— EXCERPT TO READ —
The chaos created by the COVID-19 pandemic has left many wondering about the future of their businesses.
Across numerous industries, small to medium-sized firm have lost clients, let go of staff, seen a downturn in sales or have had to close completely in the past six months.
Unfortunately, it looks like there may be more pain to come before the full recovery is realised. The Reserve Bank governor Phillip Lowe said there would be a “shadow cast by the pandemic” and business bounce back will take time.
For individual owners, there’s an opportunity amid the turbulence to look at what their key focus areas should be in light of major behavioural changes that have occurred as a result of this crisis.
Applying lessons from the lockdown
Insights published by the MIT Sloan School of Management point out businesses are slowly moving from the immediate “reactive” phase to a more proactive phase in the recovery journey.
Questions are being raised about what is and isn’t needed in the business of the future, and how individual firms fit into that picture. For example, is a centralised headquarters still necessary and are current costs aligned to future needs?
With many people forced to stay home, there’s been a renewed focus on how we operate remotely and what tools are needed to best support that model into the future.
“Going online is the closest equivalent to low-hanging fruit in the current environment,” Michael Wade and Heidi Bjerken say in MIT Sloan.
Andy Baldwin, the global managing director of EY, told the World Economic Forum he’s seen companies that have adopted a digital adapting to crisis conditions better than others.
“Their busines models and working processes meant that they were able to pivot more rapidly or accelerate changes already underway,” he says. “The businesses that lack a robust digital backbone or an online presence have struggled.”

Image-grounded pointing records
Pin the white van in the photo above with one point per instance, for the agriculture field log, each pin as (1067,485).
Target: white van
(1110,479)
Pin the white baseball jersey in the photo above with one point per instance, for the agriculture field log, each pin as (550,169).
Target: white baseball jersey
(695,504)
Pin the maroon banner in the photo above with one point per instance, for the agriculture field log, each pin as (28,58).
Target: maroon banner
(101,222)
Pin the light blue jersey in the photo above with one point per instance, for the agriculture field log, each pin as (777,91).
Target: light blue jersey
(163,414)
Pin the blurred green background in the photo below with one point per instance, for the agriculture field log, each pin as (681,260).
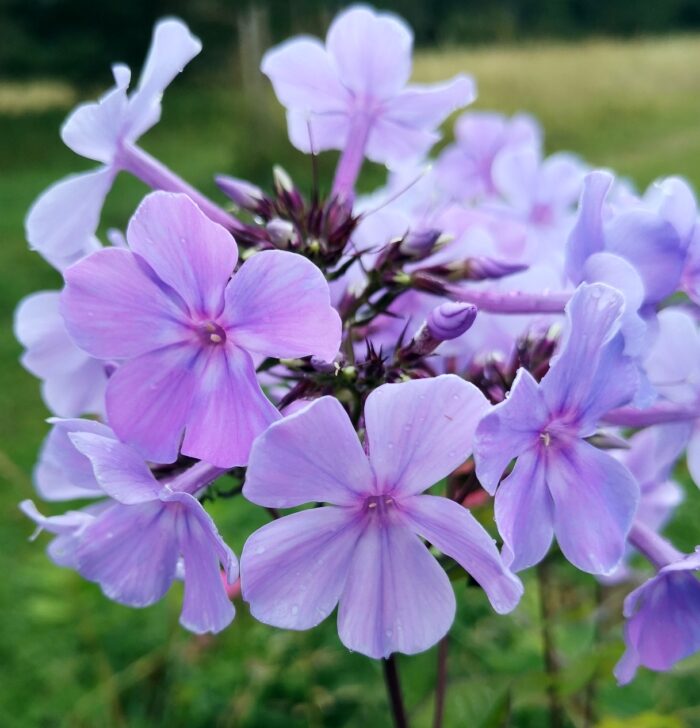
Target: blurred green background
(617,82)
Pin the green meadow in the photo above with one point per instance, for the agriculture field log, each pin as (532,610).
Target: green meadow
(69,657)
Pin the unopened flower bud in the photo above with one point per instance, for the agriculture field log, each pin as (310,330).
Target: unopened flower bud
(282,233)
(420,243)
(446,321)
(244,194)
(450,320)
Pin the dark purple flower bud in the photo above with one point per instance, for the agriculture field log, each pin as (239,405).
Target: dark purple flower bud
(450,320)
(420,244)
(244,194)
(282,233)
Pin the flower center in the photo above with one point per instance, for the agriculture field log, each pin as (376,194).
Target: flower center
(211,333)
(379,504)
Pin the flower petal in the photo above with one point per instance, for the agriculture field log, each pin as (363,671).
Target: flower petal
(653,246)
(371,51)
(595,500)
(587,236)
(397,598)
(188,251)
(206,606)
(119,470)
(451,528)
(228,409)
(131,552)
(590,374)
(115,308)
(172,48)
(93,130)
(293,570)
(427,106)
(62,221)
(311,455)
(420,431)
(524,513)
(278,304)
(62,472)
(509,429)
(149,399)
(304,78)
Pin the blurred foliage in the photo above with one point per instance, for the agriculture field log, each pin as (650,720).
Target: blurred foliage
(78,39)
(71,658)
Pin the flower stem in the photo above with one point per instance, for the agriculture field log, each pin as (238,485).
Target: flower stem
(196,477)
(155,174)
(351,158)
(512,301)
(441,682)
(393,688)
(556,715)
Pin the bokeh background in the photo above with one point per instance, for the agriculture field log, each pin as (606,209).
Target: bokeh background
(616,81)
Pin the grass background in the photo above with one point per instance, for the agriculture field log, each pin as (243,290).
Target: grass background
(69,657)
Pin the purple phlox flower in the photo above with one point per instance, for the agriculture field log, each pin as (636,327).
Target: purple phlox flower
(642,238)
(651,458)
(675,201)
(352,93)
(73,383)
(137,541)
(663,619)
(465,169)
(61,223)
(364,550)
(560,482)
(186,332)
(672,363)
(541,192)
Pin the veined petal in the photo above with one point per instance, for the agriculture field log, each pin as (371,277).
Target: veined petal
(172,48)
(511,428)
(62,221)
(115,308)
(188,251)
(317,132)
(396,598)
(149,399)
(451,528)
(524,512)
(595,500)
(653,246)
(93,130)
(293,570)
(119,470)
(587,236)
(131,552)
(580,385)
(371,51)
(278,304)
(420,431)
(62,472)
(304,78)
(396,145)
(228,409)
(313,454)
(206,606)
(427,106)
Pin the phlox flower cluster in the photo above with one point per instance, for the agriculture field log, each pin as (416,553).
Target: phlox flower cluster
(492,321)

— PROBLEM A —
Please list every person the article on business recovery after COVID-19 names.
— PROBLEM B —
Continue the article on business recovery after COVID-19, starting after its last sentence.

— EXPECTED ANSWER A —
Phillip Lowe, Michael Wade, Heidi Bjerken, Andy Baldwin

— EXPECTED ANSWER B —
However, that’s not to say it’s too late for those who haven’t had a strong online presence. The priority for businesses now, he says, should be applying lessons from the crisis to firms.
That may mean re-examining at the sustainability of the face-to-face or bricks and mortar model, working out which clients fit with future business plans and where the gaps or surpluses lie.
Baldwin says recent cultural shifts in behaviour will change how clients seek interaction, which should be taken into account when looking at business strategy. It doesn’t necessarily mean a complete shift to an overnight online model though.
“This might mean developing omni-channel business models that combine digital and face-to-face offerings,” he says.
Immediate actions
According to Carsten Lund Pederson and Thomas Ritter in the Harvard Business Review, businesses need to adopt a new version of business strategist Henry Mintzberg’s 5 Ps. Their COVID version is: position, plan, perspective, projects and preparedness.
Position relates to where the business sits in the marketplace, while perspective relates to how a company plans to change as a result of the pandemic.
“The challenge is to prioritise and coordinate initiatives that will future-proof the organisation,” they write in the HBR.
“Companies must act today if they are to bounce back in the future,” they say.
The key message is that the operating model of pre-COVID times is likely to be a poor fit with new patterns that has emerged as a result of the pandemic.
Businesses that will come through the next phase in better condition will be the ones who recognise where they can add value and where they may need to rationalise.